ASSIGNMENT>
Pictures stay out of this copy; please retype only the lines from the start of the records through the line with "Box the person standing on truck.".

== == ==

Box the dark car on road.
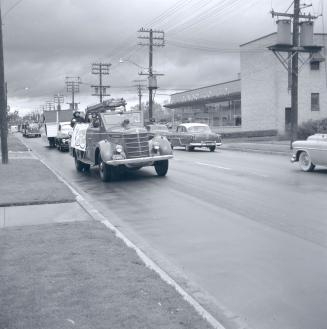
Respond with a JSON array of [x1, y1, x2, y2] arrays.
[[169, 123, 222, 152], [145, 124, 171, 139]]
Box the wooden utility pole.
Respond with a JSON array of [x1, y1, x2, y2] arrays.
[[65, 77, 81, 110], [0, 4, 8, 164], [138, 28, 164, 121], [91, 63, 111, 103], [270, 1, 320, 148], [291, 0, 300, 145]]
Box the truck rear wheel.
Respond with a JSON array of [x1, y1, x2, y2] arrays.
[[154, 160, 169, 176], [75, 155, 85, 172]]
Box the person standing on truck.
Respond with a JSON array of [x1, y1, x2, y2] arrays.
[[70, 111, 85, 128]]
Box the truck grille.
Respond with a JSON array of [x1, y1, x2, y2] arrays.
[[123, 132, 149, 159]]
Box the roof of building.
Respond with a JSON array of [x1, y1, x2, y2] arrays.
[[240, 32, 327, 47], [170, 79, 240, 97]]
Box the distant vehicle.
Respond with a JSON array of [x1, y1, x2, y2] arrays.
[[70, 99, 173, 182], [42, 110, 73, 148], [145, 124, 170, 138], [22, 122, 41, 138], [56, 122, 73, 151], [291, 134, 327, 171], [10, 125, 18, 133], [169, 123, 222, 152]]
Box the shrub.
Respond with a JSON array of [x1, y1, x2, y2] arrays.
[[297, 118, 327, 140]]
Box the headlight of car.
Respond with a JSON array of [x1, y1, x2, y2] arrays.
[[116, 144, 123, 153]]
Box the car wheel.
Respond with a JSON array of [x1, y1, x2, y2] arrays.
[[185, 145, 194, 152], [74, 154, 85, 172], [154, 160, 169, 176], [299, 151, 315, 172], [209, 146, 216, 152]]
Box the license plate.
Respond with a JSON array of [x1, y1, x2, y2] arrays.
[[112, 154, 124, 160]]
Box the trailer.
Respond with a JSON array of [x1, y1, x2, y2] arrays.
[[42, 110, 73, 148]]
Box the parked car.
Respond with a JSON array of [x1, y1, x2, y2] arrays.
[[145, 124, 171, 139], [22, 123, 41, 138], [291, 134, 327, 171], [70, 99, 173, 182], [169, 123, 222, 152]]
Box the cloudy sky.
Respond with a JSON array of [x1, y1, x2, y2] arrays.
[[2, 0, 326, 115]]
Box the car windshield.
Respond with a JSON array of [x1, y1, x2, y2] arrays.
[[187, 125, 211, 133], [150, 125, 168, 132], [102, 112, 142, 128]]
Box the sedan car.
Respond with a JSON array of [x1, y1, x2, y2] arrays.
[[291, 134, 327, 171], [145, 124, 171, 139], [169, 123, 222, 152]]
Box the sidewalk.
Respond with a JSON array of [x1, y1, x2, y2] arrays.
[[0, 135, 213, 329], [221, 139, 292, 156]]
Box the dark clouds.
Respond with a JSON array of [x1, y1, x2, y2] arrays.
[[2, 0, 325, 114]]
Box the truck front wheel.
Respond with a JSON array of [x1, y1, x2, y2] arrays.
[[154, 160, 169, 176]]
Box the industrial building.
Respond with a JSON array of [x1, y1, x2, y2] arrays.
[[166, 28, 327, 136]]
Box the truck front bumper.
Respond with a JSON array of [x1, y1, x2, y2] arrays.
[[105, 154, 173, 166]]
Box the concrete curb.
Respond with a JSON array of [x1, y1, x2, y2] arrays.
[[0, 199, 75, 208], [22, 140, 228, 329]]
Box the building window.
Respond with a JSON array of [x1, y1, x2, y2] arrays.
[[311, 93, 320, 111], [310, 61, 320, 71]]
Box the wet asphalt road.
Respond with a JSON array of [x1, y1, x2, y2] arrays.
[[22, 136, 327, 329]]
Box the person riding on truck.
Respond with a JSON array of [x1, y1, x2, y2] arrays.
[[70, 111, 85, 128]]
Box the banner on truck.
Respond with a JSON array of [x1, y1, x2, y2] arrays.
[[71, 123, 89, 151]]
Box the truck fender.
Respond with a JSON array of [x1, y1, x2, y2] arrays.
[[96, 140, 114, 163], [150, 136, 173, 155]]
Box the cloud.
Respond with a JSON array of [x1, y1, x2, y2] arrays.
[[2, 0, 324, 115]]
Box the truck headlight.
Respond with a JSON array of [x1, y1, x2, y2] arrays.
[[116, 144, 123, 153], [153, 141, 160, 151]]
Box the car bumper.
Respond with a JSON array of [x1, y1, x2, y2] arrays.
[[189, 142, 222, 147], [105, 154, 173, 166]]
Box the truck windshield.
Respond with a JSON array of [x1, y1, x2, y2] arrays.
[[102, 112, 142, 128]]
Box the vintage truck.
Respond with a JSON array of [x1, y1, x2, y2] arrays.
[[22, 122, 41, 138], [70, 99, 173, 182], [42, 109, 73, 149]]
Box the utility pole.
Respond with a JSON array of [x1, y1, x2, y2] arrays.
[[138, 28, 165, 121], [291, 0, 300, 145], [91, 63, 111, 103], [270, 1, 320, 148], [133, 79, 147, 124], [54, 94, 64, 110], [0, 4, 8, 164], [65, 77, 81, 110]]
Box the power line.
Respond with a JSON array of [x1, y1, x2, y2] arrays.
[[3, 0, 24, 17]]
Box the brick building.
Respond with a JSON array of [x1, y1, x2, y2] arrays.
[[166, 32, 327, 136]]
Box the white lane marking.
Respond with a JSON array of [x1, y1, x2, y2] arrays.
[[196, 162, 232, 171], [196, 162, 269, 178], [22, 139, 227, 329]]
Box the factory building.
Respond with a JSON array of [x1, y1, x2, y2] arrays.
[[166, 31, 326, 136]]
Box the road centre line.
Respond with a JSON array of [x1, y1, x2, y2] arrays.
[[196, 162, 232, 171], [196, 161, 269, 178]]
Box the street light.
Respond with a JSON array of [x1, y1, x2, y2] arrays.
[[119, 58, 146, 72]]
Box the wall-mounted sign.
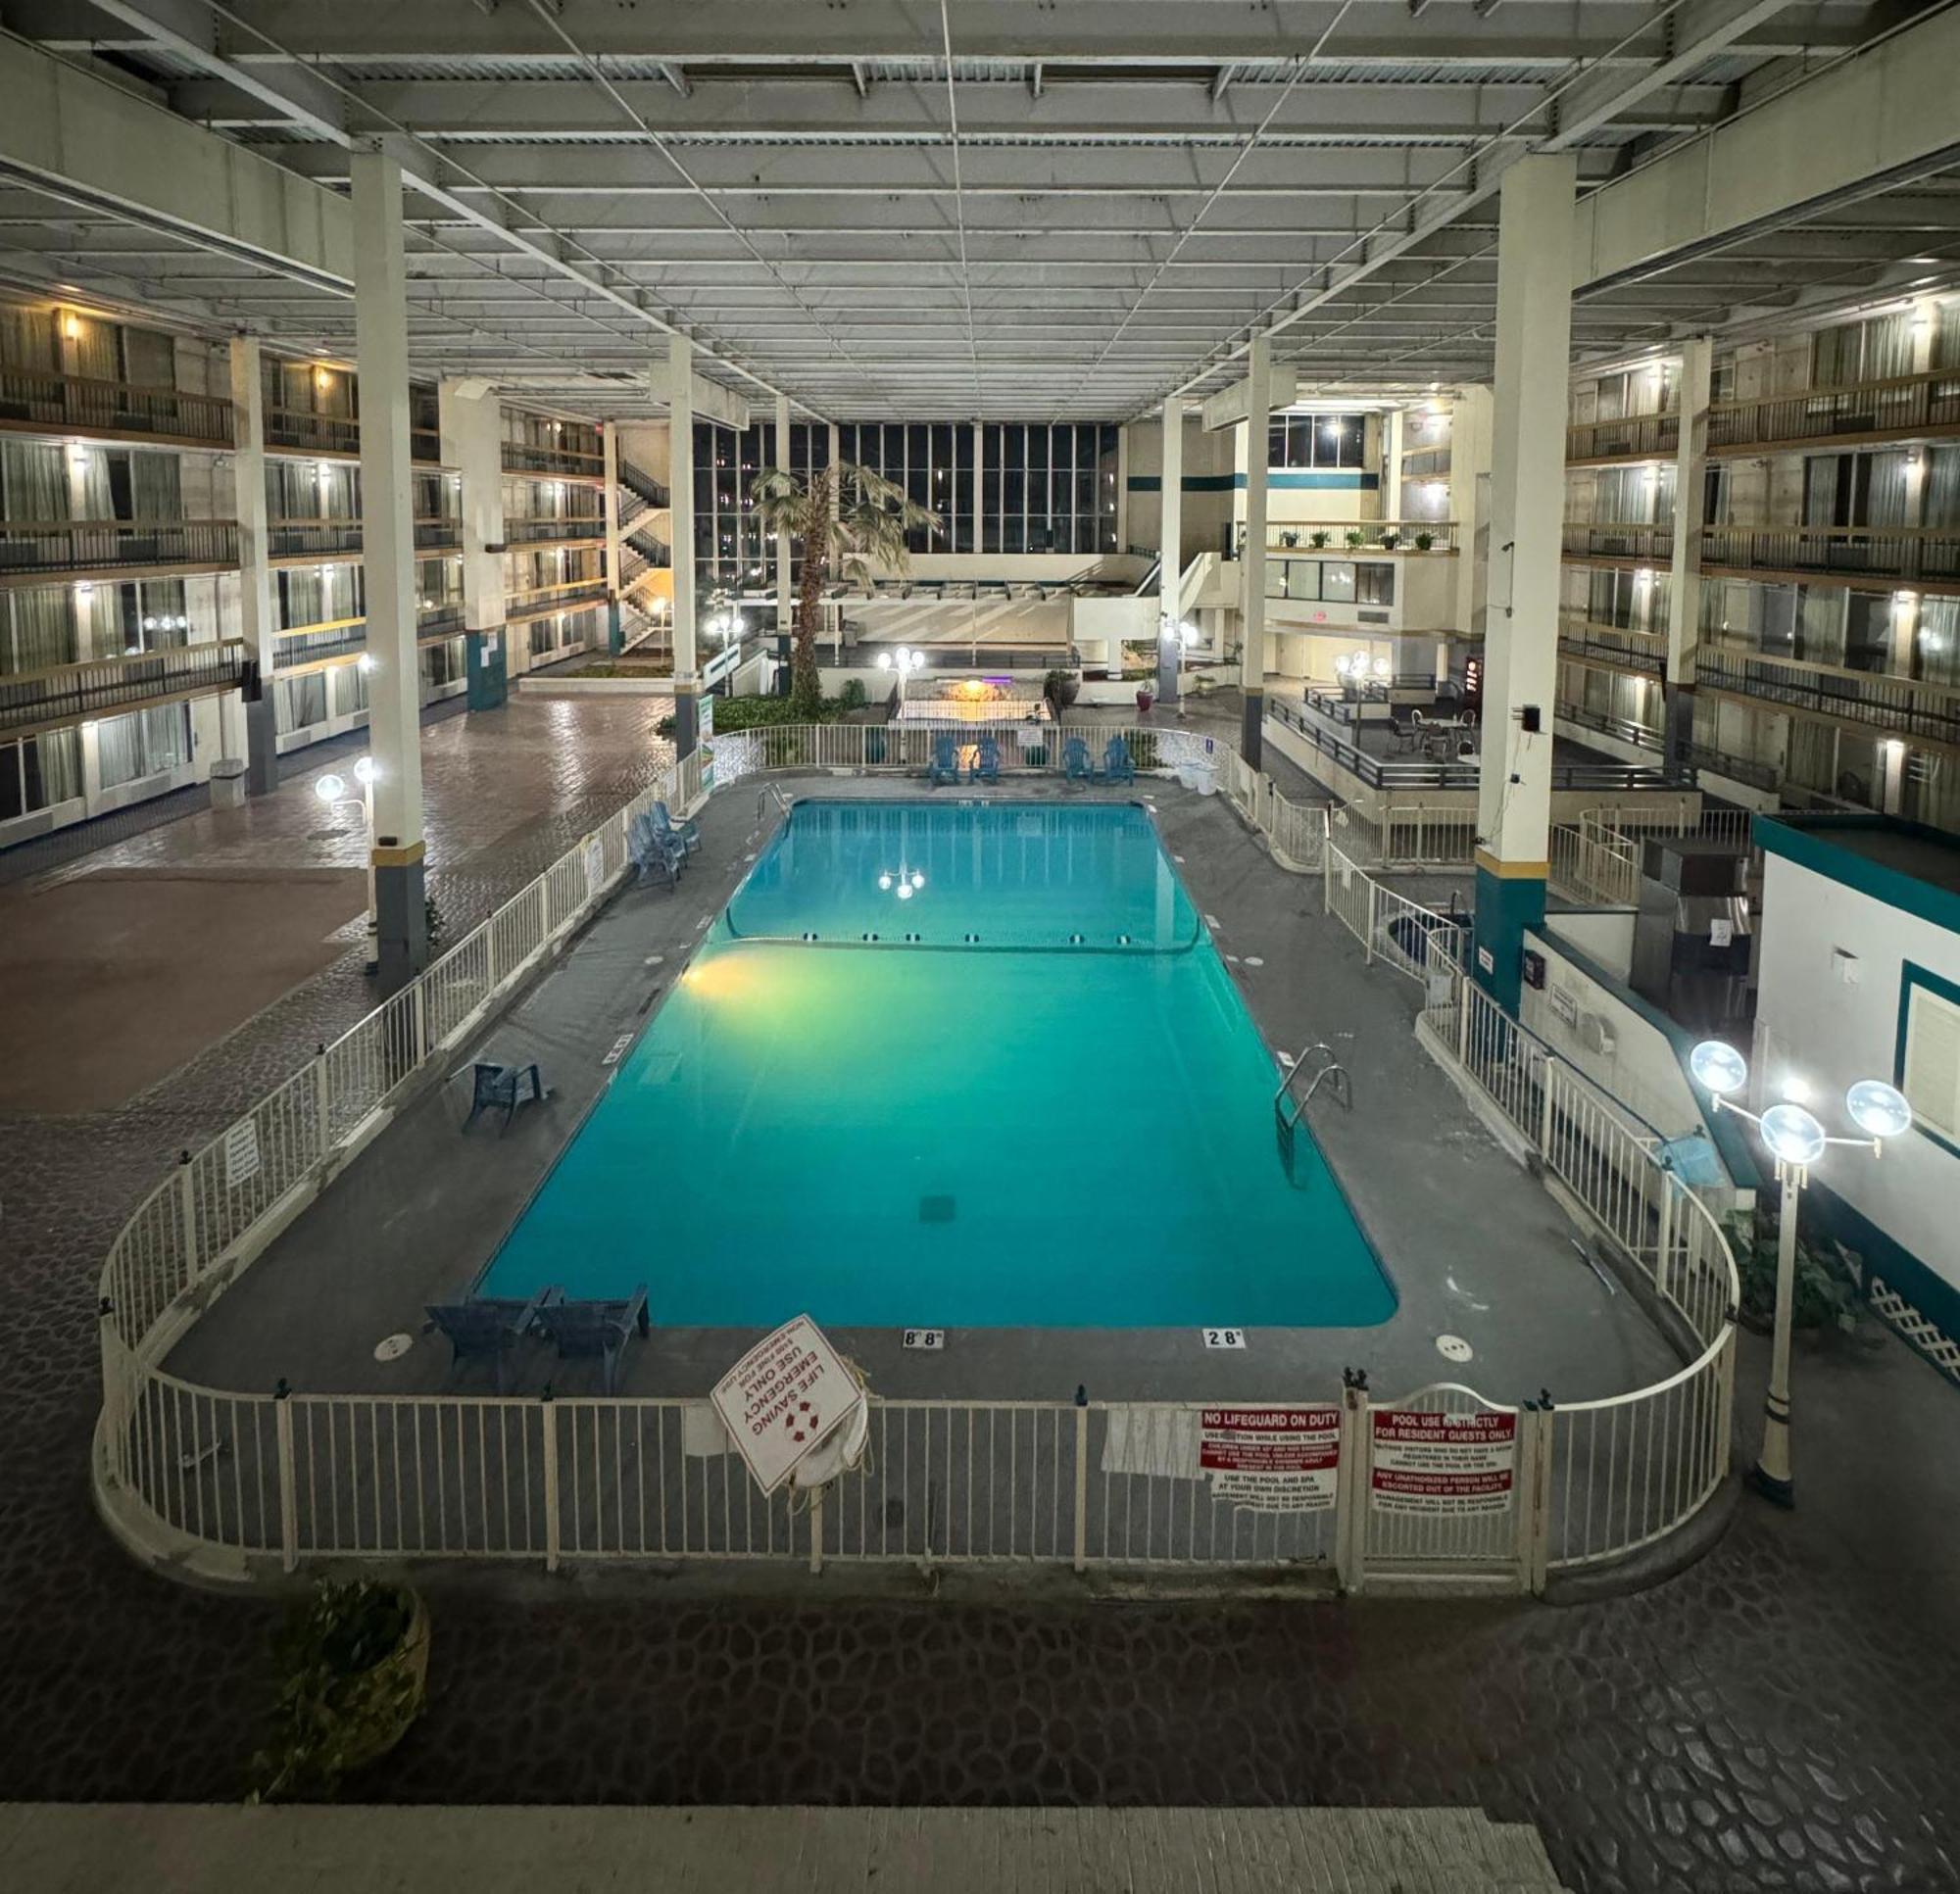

== == ==

TASK SOLUTION>
Box the dark car on road.
Respond with a JSON array of [x1, y1, x2, y2] arrays.
[[169, 123, 222, 152], [145, 124, 171, 139]]
Box the wooden utility pole.
Respond with a JSON array of [x1, y1, x2, y2] arrays.
[[65, 77, 81, 110], [0, 4, 8, 164], [138, 28, 164, 121], [91, 63, 111, 103], [270, 1, 320, 148], [291, 0, 300, 145]]
Box the truck rear wheel.
Respond with a JSON array of [x1, y1, x2, y2] arrays.
[[154, 160, 169, 176], [75, 155, 85, 172]]
Box the person standing on truck.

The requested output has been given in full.